▶ **Data records**
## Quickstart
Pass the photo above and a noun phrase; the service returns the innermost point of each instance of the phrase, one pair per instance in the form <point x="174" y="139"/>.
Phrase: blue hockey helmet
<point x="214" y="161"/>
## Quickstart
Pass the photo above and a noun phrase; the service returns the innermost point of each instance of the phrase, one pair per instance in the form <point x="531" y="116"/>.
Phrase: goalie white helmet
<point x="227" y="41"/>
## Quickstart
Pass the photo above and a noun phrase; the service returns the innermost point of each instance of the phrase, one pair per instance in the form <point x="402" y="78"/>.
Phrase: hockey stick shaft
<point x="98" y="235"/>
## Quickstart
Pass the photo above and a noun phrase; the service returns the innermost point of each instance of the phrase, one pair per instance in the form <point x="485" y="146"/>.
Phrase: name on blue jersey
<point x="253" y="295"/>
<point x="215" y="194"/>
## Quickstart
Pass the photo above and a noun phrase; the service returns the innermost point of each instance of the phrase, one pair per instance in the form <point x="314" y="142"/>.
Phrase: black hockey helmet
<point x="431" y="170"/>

▶ **Exercise task**
Restate each record word for word.

▶ **Task output**
## Quickstart
Pass the photo above and a noun phrase; the service returns the innermost point of each instance of the phrase, one pair per instance in the form <point x="174" y="139"/>.
Phrase: blue hockey helmet
<point x="214" y="161"/>
## Quickstart
Pass the photo above and a noun phrase; the service returns the innermost point of each instance of the phrase, one pair per instance in the form <point x="531" y="116"/>.
Phrase: goalie white helmet
<point x="227" y="41"/>
## Quickstart
Pass the photo above and a noun phrase; the service returns the innermost point of each instance of the phrase, one pair per instance in the form <point x="402" y="78"/>.
Phrase: hockey stick shaft
<point x="98" y="235"/>
## Quickstart
Pass the photo above and a noun phrase; the service returns the innermost point of each instance of the phrase, one pair per instance in the form <point x="485" y="146"/>.
Phrase: name on blue jersey
<point x="253" y="295"/>
<point x="215" y="194"/>
## Quickstart
Pass the photo above and a noun phrase; the service returns the innermost point of each instance of the phrase, one pair per instance in the form <point x="314" y="142"/>.
Phrase: black hockey helmet
<point x="431" y="170"/>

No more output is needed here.